= Dataset rows =
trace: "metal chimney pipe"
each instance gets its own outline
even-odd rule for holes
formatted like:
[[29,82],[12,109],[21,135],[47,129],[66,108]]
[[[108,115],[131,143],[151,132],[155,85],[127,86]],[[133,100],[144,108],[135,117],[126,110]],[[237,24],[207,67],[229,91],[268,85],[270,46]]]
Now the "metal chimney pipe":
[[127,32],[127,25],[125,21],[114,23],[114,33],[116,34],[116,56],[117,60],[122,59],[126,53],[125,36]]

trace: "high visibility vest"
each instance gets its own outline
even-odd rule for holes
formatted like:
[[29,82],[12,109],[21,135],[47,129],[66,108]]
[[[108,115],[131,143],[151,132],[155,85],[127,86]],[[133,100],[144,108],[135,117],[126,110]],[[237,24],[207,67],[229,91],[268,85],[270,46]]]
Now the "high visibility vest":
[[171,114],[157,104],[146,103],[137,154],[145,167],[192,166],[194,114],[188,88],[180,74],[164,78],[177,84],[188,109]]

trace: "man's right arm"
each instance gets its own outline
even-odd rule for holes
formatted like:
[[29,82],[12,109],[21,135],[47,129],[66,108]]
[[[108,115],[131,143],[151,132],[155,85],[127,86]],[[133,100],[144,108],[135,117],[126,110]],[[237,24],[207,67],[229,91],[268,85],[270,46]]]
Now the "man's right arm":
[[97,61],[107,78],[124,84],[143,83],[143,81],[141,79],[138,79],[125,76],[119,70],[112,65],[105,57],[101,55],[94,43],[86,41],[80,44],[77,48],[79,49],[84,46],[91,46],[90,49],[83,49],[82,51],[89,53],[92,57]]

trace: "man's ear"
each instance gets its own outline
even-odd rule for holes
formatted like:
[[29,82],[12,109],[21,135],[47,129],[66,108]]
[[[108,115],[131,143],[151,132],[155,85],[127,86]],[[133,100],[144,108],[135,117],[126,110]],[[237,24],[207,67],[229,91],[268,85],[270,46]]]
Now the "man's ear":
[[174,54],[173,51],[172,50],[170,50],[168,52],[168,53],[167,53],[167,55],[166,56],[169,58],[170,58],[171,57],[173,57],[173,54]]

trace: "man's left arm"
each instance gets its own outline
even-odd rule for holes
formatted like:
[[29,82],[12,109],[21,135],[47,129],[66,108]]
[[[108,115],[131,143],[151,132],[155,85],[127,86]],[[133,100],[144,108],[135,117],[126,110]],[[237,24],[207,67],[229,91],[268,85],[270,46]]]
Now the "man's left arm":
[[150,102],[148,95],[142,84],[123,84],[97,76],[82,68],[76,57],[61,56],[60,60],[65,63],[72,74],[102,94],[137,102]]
...
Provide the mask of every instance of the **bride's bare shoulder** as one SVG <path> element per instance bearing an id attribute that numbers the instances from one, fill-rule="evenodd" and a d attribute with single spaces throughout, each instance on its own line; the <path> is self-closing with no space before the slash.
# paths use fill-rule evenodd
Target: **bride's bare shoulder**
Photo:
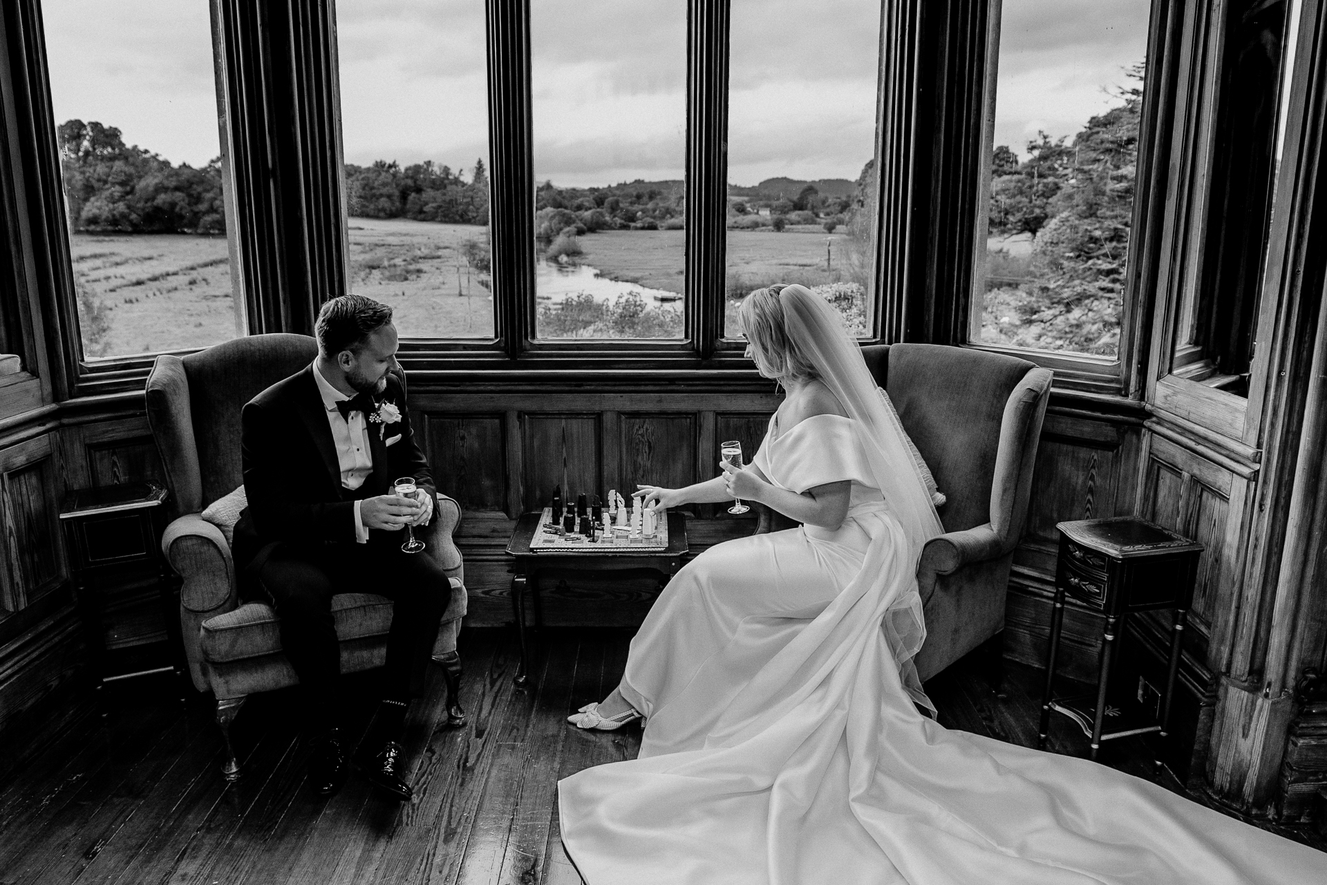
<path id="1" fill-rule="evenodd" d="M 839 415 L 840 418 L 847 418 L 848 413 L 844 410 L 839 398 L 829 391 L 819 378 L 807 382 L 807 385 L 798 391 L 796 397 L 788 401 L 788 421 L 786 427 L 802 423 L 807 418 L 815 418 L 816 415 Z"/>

= What to work on =
Pull out every line of the material that contains the string "evenodd" and copy each one in full.

= Task result =
Provide the mask of every instance of the **bride's bare shoulder** as one SVG <path> element per instance bearing an id attribute that numbers the instances from one, fill-rule="evenodd" and a d attribute with single spaces throughout, each instance on its own line; the <path> is self-closing with no space before the slash.
# paths use fill-rule evenodd
<path id="1" fill-rule="evenodd" d="M 839 415 L 840 418 L 847 418 L 848 413 L 844 410 L 839 398 L 829 391 L 819 378 L 807 382 L 807 385 L 798 391 L 796 397 L 788 401 L 788 421 L 786 427 L 802 423 L 807 418 L 815 418 L 816 415 Z"/>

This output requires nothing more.